━━━ Passage shown ━━━

GRUMPY OLD MAN: Raising the bar

A homegrown supermodel raises Israeli ire, but maybe we're overdoing it just a bit.

Bar Refaeli311 (photo credit: Courtesy)
Bar Refaeli311
(photo credit: Courtesy)
Bar Refaeli, the Israeli supermodel, raises a lot of things, including our hackles. She’s more beautiful than we are, a lot more shapely, makes oodles of money and gets to hang out with A-listers. What’s not to despise?
Worse, she’s no better than your young, garden-variety haredi male in that she didn’t spend a minute in the army or do any type of alternative service. While there has never been a “Bar Law,” the haredim were hit with the Tal Law, the ultimately ill-fated edict to which our haredi-less government, without too much exaggeration, can be traced. Life is certainly unfair.
Of course, unlike those yeshiva bochers , Refaeli had two good reasons not to enlist: (1) She was married and (2) the army doesn’t conscript married women. But it seems to have been an arranged marriage with a family friend, followed by a speedy divorce – call it a quickie with a ring, perhaps minus the quickie – the sole purpose being to evade the draft.
To add insult to injury, she once told an interviewer from the Hebrew daily Yediot Aharonot that she had no regrets about not serving, saying “it paid off big time.”
It certainly did. Just look at her bank account. And according to the readers of Maxim , a popular international men’s magazine that’s racy (though far from vulgar) and aimed at a demographic that’s hip and with-it (read: young and quite willing to throw away money on dumb, useless things), she’s No. 1 on the “definitive list of the world’s most beautiful women.”

━━━ Listing ━━━

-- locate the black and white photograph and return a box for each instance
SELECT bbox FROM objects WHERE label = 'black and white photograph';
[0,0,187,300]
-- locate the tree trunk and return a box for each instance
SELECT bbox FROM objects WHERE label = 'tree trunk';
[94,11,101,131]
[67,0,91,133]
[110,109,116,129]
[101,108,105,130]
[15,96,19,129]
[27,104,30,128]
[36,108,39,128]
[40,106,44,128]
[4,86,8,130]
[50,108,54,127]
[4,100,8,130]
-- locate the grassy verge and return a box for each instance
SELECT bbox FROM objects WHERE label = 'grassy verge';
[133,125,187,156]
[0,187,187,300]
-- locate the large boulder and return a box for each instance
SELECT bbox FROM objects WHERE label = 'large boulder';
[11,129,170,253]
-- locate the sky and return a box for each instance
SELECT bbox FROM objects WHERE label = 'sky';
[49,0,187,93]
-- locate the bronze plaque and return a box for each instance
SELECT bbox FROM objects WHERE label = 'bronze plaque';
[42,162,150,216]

━━━

## [Task instructions]
• a. Retype the Bar Refaeli column from "A homegrown supermodel" up to and including "is certainly unfair.".
• b. Put the lines of the entries, from the line with "-- locate the tree" up to and including the line with "[4,100,8,130]", into a JSON list of strings, one string per line, leaving out blank lines.

## [Answers for this exercise]
• a.
A homegrown supermodel raises Israeli ire, but maybe we're overdoing it just a bit.

Bar Refaeli311 (photo credit: Courtesy)
Bar Refaeli311
(photo credit: Courtesy)
Bar Refaeli, the Israeli supermodel, raises a lot of things, including our hackles. She’s more beautiful than we are, a lot more shapely, makes oodles of money and gets to hang out with A-listers. What’s not to despise?
Worse, she’s no better than your young, garden-variety haredi male in that she didn’t spend a minute in the army or do any type of alternative service. While there has never been a “Bar Law,” the haredim were hit with the Tal Law, the ultimately ill-fated edict to which our haredi-less government, without too much exaggeration, can be traced. Life is certainly unfair.

• b.
[
  "-- locate the tree trunk and return a box for each instance",
  "SELECT bbox FROM objects WHERE label = 'tree trunk';",
  "[94,11,101,131]",
  "[67,0,91,133]",
  "[110,109,116,129]",
  "[101,108,105,130]",
  "[15,96,19,129]",
  "[27,104,30,128]",
  "[36,108,39,128]",
  "[40,106,44,128]",
  "[4,86,8,130]",
  "[50,108,54,127]",
  "[4,100,8,130]"
]